+++ Data listing

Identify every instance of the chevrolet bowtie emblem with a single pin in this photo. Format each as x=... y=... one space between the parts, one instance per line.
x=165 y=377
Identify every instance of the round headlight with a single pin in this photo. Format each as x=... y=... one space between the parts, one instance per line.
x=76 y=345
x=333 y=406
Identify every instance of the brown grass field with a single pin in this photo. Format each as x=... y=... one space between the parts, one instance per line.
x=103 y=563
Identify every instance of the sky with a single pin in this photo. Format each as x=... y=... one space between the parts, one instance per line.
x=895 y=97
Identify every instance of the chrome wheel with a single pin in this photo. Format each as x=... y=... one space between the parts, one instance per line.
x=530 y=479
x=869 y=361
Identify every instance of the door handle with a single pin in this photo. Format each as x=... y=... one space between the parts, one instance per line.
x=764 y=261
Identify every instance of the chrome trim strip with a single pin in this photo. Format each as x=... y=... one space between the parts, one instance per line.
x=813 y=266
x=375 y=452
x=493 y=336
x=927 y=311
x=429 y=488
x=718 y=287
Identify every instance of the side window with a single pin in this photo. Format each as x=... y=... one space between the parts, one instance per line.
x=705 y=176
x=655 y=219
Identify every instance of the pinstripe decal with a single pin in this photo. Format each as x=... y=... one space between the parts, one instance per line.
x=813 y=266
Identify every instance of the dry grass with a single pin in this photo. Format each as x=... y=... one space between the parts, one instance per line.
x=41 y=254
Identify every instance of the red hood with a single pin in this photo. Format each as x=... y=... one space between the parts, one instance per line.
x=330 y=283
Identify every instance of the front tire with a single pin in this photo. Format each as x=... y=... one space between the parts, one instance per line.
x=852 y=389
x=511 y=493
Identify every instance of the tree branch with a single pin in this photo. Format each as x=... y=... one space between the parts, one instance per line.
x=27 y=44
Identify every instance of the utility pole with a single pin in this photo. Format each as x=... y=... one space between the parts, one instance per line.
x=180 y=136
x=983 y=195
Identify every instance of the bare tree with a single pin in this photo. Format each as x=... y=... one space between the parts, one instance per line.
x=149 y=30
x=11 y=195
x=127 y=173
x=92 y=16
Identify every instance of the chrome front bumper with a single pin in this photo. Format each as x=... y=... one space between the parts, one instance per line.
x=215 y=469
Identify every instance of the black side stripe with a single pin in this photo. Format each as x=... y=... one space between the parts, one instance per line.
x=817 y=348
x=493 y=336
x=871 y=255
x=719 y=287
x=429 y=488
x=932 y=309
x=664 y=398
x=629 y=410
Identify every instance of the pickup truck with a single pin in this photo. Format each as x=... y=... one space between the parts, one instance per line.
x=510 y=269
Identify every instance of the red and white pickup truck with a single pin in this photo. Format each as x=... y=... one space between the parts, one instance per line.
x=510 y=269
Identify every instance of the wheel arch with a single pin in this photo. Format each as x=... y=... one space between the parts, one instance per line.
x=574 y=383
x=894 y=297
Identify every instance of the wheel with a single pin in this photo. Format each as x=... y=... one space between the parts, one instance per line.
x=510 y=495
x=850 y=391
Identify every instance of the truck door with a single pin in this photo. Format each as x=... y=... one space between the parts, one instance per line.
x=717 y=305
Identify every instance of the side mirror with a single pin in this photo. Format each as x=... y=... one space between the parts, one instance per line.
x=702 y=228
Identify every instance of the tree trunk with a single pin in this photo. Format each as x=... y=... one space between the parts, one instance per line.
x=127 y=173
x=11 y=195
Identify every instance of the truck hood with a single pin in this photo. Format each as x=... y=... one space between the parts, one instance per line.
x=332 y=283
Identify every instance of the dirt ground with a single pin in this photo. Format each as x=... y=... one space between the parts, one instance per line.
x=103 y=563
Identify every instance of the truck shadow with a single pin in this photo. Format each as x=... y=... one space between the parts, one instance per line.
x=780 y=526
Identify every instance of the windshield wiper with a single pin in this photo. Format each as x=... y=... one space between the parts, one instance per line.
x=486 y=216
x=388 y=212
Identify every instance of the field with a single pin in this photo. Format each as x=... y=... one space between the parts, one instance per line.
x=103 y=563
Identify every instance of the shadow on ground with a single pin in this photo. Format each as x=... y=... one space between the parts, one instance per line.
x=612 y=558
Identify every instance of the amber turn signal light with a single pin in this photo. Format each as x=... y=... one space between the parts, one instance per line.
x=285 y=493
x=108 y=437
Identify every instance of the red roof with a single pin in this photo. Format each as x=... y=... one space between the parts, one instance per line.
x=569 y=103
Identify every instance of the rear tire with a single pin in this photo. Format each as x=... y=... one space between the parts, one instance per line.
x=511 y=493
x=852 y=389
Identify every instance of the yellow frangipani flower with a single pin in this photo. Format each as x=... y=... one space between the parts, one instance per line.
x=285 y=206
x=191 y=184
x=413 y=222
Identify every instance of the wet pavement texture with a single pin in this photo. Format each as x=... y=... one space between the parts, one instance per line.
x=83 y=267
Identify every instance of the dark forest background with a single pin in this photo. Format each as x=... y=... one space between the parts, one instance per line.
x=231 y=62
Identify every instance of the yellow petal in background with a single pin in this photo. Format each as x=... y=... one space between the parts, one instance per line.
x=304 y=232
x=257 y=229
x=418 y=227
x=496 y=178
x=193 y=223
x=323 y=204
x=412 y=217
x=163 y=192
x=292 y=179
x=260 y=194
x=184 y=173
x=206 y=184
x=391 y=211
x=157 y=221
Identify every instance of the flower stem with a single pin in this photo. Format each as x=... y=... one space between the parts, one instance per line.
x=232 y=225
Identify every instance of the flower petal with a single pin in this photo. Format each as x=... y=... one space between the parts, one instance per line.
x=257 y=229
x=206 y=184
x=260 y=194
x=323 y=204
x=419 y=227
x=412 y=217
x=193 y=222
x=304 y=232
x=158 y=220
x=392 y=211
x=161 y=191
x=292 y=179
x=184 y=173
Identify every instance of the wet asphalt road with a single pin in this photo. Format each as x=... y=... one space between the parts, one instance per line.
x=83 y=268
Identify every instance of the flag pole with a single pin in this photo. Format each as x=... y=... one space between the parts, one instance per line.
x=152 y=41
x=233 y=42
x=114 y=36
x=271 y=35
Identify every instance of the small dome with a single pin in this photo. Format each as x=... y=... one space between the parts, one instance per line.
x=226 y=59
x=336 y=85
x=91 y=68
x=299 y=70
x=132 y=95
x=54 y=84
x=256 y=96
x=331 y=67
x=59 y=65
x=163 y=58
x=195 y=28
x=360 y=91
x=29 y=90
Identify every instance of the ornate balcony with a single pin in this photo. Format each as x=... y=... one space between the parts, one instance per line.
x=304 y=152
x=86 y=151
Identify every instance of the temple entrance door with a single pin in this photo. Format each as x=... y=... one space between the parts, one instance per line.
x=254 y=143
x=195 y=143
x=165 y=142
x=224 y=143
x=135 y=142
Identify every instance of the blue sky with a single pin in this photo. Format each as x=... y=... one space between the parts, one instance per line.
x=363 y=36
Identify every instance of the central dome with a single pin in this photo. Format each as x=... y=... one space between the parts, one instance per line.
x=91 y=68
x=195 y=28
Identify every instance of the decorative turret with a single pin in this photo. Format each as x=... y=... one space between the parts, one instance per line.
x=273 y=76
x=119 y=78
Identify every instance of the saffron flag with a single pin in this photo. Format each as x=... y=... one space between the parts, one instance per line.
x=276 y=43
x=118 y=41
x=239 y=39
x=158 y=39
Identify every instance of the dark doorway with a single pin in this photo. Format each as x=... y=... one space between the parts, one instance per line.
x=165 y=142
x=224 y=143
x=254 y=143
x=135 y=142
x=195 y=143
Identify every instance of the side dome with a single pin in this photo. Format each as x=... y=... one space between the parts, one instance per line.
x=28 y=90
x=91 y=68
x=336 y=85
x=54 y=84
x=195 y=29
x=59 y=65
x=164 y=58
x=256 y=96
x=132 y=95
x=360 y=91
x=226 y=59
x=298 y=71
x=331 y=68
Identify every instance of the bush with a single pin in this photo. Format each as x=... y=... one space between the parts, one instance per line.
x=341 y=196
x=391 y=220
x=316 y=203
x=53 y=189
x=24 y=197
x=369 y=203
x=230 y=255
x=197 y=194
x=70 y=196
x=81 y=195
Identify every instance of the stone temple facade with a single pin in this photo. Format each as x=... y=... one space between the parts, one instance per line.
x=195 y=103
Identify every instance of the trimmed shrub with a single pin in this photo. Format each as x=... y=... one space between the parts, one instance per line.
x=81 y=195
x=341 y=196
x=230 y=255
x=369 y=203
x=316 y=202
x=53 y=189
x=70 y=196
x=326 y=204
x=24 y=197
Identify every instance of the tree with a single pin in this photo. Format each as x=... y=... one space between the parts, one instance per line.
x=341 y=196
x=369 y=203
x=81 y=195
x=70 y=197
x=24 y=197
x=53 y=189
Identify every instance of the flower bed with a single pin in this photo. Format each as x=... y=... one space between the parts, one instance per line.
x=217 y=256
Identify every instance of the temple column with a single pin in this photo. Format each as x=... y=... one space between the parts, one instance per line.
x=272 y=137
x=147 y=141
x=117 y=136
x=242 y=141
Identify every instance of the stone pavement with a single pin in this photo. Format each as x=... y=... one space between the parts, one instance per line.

++++++

Required action:
Return only the lines running from the line with "Identify every instance of the temple column" to the last line of the records, both included, exactly as written.

Answer to the exercise:
Identify every instance of the temple column with a single pin in this photo. Format each as x=... y=... one space between the parts, one instance per line.
x=272 y=137
x=147 y=141
x=117 y=136
x=242 y=141
Identify every instance of the stone pavement with a single pin in this photo. Format each as x=... y=... one space between the parts, one instance per line.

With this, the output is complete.